• Teks Dokumen:

☆ ☆ ☆ ☆

Rabu, 06 Maret 2019

PERKAWINAN USIA DINI






 PERKAWINAN USIA DINI

Oleh :  Drs.  H.  Sudono, M.H.
Hakim Utama Muda  Pengadilan Agama Blitar Kelas 1 A


           Perkawinan usia ideal
           Sampai saat ini pembicaraan masalah usia ideal masih actual , akan tetapi demi kepastian hukum di Indonesia  sudah ada batasan minimal usia perkawinan yaitu 19 tahun bagi pria dan 16 tahun bagi wanita[1] . Batas  umur ideal (kedewasaan) baik di dalam BW maupun dalam UUP no.1/l974 mengalami konsistensi , yaitu sama-sama dewasa  adalah 21 tahun , namun untuk ijin menikah mengalami peningkatan dari semula 18 tahun menjadi 19 tahun untuk laki-laki  dan dari semula 15 tahun menjadi 16 untuk perempuan[2].   Permasalahannya sekarang  umur  berapa  memasuki usia ideal perkawinan ? para pakar maupun organisasi wanita banyak yang mengusulkan UUP no.1 tahun 1974 diamandemen bahkan mulai tahun 2001 s/d sekarang belum terwujud masih dalam pembahasan di DPR entah sampai kapan.       
         Setiap suami istri  dalam berkeluarga harus punya tujuan yaitu  membentuk keluarga /  rumah tangga yang bahagia kekal, sakinah, mawaddah  wa rahmah[3]. Oleh karena itu harus sesuai dengan prinsip-prinsip yang diatur dalam perkawinan yaitu :
1.      Harus ada persetujuan secara sukarela dari pihak-pihak yang mengadakan perkawinan dengan cara di adakan peminangan ( khitbah) terlebih dahulu.
2.      Tidak semua wanita dapat dikawini oleh seorang pria  sebab ada ketentuan larangan-larangan perkawinan (mahram) antara pria dan wanita yang harus diindahkan.
3.      Perkawinan harus   dilaksanakan dengan memenuhi persyaratan-persyaratan tertentu , baik yang menyangkut kedua belah pihak  maupun yang berhubungan dengan pelaksanaan itu sendiri.
4.      Hak dan kewajiban suami istri adalah seimbang dalam rumah tangga.
5.      Harus kafaah (serasi) terutama seagama.
Dalam konteks prinsi-prinsip tersebut , usia ideal perkawinan menjadi bagian yang signifikan. Dasarnya adalah disamping wahyu, juga aspek konsepsional yang bersifat ijtihadi[4]. Oleh karena itu usia perkawinan dalam pengertian umum akan sangat relevan  dengan hukum nikah yang difahami dari ayat Al-Qur’an surat An Nisa (4) ayat 19, 24.

☆ ☆ ☆ ☆

• Latihan A: Menurut teks tentang perkawinan usia dini, berapa batas minimal usia perkawinan bagi wanita di Indonesia?
Teks dan catatan di sini diambil dari sumber yang berbeda.

• Cuplikan data kotak pembatas:

☆ ☆ ☆ ☆

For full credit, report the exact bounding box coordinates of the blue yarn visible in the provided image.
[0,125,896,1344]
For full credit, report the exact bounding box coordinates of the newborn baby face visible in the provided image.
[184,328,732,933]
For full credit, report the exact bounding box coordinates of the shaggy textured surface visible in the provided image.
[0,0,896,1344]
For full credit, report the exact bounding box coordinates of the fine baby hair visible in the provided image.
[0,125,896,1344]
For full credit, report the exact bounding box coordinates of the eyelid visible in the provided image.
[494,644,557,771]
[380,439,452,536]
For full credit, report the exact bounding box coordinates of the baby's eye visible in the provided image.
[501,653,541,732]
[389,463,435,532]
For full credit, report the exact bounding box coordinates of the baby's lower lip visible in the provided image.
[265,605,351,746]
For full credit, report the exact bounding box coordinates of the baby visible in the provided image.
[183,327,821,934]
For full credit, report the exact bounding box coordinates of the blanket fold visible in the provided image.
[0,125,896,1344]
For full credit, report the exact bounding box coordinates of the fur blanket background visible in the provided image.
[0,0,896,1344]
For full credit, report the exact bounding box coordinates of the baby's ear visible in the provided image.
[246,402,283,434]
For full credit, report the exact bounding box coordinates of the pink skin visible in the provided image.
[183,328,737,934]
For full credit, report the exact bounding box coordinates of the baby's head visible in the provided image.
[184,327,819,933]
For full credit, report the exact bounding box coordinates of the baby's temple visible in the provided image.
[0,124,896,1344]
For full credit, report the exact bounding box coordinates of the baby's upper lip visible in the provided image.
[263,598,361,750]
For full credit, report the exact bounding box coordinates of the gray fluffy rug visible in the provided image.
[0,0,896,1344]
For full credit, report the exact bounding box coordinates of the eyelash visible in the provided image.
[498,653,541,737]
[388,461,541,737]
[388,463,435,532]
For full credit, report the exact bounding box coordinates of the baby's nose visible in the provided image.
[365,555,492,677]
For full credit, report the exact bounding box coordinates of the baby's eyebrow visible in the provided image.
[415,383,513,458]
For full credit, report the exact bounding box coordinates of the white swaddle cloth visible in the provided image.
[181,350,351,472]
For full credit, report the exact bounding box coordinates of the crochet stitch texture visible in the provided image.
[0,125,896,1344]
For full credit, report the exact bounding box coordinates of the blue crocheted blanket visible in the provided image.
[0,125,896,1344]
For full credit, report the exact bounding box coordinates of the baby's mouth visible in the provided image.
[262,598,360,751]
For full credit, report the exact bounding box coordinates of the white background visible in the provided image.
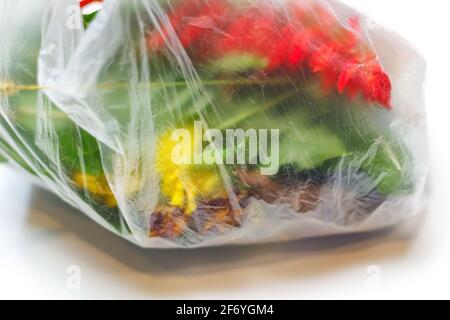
[0,0,450,299]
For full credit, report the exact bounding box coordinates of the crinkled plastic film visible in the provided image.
[0,0,427,248]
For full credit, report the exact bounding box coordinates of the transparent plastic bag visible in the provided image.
[0,0,427,248]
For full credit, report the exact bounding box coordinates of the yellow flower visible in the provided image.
[72,172,117,208]
[156,128,226,214]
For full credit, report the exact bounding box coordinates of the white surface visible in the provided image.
[0,0,450,299]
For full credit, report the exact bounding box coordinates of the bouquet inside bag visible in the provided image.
[0,0,427,247]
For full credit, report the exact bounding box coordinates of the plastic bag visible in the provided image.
[0,0,427,248]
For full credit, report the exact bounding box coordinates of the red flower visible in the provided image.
[149,0,391,108]
[80,0,103,8]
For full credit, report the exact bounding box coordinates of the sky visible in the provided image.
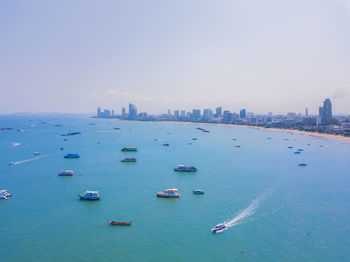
[0,0,350,114]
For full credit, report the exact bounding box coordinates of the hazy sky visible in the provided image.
[0,0,350,114]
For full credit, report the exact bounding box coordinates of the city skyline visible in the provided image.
[0,0,350,114]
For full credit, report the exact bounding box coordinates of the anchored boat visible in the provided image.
[108,221,131,226]
[211,223,226,233]
[174,165,198,172]
[58,170,74,176]
[121,147,137,152]
[157,188,180,198]
[120,157,136,162]
[79,191,100,200]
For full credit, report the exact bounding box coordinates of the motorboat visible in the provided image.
[64,154,80,158]
[120,157,136,162]
[211,223,226,233]
[108,221,131,226]
[192,189,204,195]
[79,191,100,200]
[121,147,137,152]
[58,170,74,176]
[174,165,198,172]
[157,188,180,198]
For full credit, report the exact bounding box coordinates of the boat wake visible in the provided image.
[10,154,52,165]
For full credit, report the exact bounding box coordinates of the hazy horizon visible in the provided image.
[0,0,350,115]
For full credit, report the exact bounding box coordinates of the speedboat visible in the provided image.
[157,188,180,198]
[108,221,131,226]
[121,147,137,152]
[58,170,74,176]
[79,191,100,200]
[174,165,198,172]
[211,223,226,233]
[64,154,80,158]
[120,157,136,162]
[192,189,204,195]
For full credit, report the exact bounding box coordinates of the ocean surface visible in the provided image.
[0,115,350,262]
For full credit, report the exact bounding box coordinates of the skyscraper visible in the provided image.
[239,108,247,119]
[215,107,222,117]
[128,103,137,120]
[319,98,333,124]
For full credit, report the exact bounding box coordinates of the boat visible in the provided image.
[58,170,74,176]
[0,190,12,200]
[121,147,137,152]
[120,157,136,162]
[61,132,81,136]
[157,188,180,198]
[64,154,80,158]
[174,165,198,172]
[79,191,100,200]
[211,223,226,233]
[108,221,131,226]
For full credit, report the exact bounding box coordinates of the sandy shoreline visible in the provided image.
[155,121,350,142]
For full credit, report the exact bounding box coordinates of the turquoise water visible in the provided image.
[0,115,350,262]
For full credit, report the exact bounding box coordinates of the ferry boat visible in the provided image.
[108,221,131,226]
[58,170,74,176]
[174,165,198,172]
[157,188,180,198]
[0,190,12,200]
[120,157,136,162]
[192,189,204,195]
[121,147,137,152]
[79,191,100,200]
[61,132,81,136]
[64,154,80,158]
[211,223,226,233]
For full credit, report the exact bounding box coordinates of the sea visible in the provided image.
[0,114,350,262]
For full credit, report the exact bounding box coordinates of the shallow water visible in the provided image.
[0,115,350,262]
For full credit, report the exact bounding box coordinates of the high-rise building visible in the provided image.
[128,103,137,120]
[319,98,333,124]
[222,110,232,123]
[192,109,201,120]
[203,109,213,120]
[215,107,222,118]
[239,108,247,119]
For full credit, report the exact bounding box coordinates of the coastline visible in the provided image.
[155,121,350,142]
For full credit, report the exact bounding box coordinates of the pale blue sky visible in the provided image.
[0,0,350,114]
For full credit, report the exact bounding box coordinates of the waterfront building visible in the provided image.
[239,108,247,119]
[319,98,333,124]
[191,109,201,120]
[215,107,222,118]
[203,109,213,120]
[128,103,137,120]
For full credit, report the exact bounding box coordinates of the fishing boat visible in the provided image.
[157,188,180,198]
[64,154,80,158]
[58,170,74,176]
[174,165,198,172]
[211,223,226,233]
[79,191,100,200]
[120,157,136,162]
[121,147,137,152]
[108,221,131,226]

☆ ☆ ☆ ☆

• Latihan B: Tulis ulang bagian catatan yang dibuka dengan baris berisi "white surface visible in the provided image." dan ditutup dengan baris berisi "[0,0,427,247]". Ganti "white surface" dengan "gray surface", dan biarkan semua yang lain tetap sama.

• Jawaban Akhir A: 16 tahun.

• Jawaban Akhir B:
For full credit, report the exact bounding box coordinates of the gray surface visible in the provided image.
[0,0,450,299]
For full credit, report the exact bounding box coordinates of the bouquet inside bag visible in the provided image.
[0,0,427,247]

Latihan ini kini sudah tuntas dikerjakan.